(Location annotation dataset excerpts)
>>>

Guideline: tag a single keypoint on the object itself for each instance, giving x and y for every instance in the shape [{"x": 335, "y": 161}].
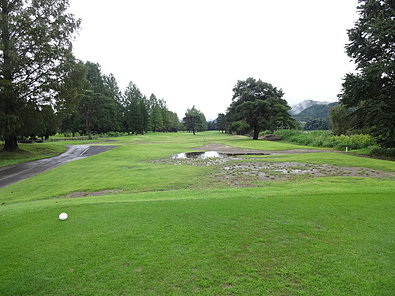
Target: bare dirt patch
[
  {"x": 237, "y": 171},
  {"x": 244, "y": 173},
  {"x": 96, "y": 193}
]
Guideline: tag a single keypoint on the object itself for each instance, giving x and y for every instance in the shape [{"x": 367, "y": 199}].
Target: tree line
[
  {"x": 91, "y": 102},
  {"x": 45, "y": 89}
]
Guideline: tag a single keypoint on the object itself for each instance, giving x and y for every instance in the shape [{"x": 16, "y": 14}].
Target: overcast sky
[{"x": 193, "y": 52}]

<<<

Shift every coordinate in the answers of the data above by adding 114 to each x and y value, and write out all the lines again, including the "Guideline" and "Target" lines but leaving out the picture lines. Keep the sample coordinates inside the "Guideline" lines as they are.

### Task solution
Guideline: tag a single keypoint on the object itself for each instance, giving x and y for every instance in the shape [{"x": 335, "y": 161}].
Target: bare dirt patch
[
  {"x": 351, "y": 285},
  {"x": 358, "y": 287},
  {"x": 210, "y": 307}
]
Guideline: tag a single keypoint on the object itself for each instance, giving x and y for every instance in the shape [{"x": 367, "y": 199}].
Target: tree line
[
  {"x": 205, "y": 216},
  {"x": 159, "y": 203}
]
Guideline: tag a single keypoint on the object itself for each instance, giving x and y for every instance in the shape [{"x": 16, "y": 14}].
Target: overcast sky
[{"x": 307, "y": 166}]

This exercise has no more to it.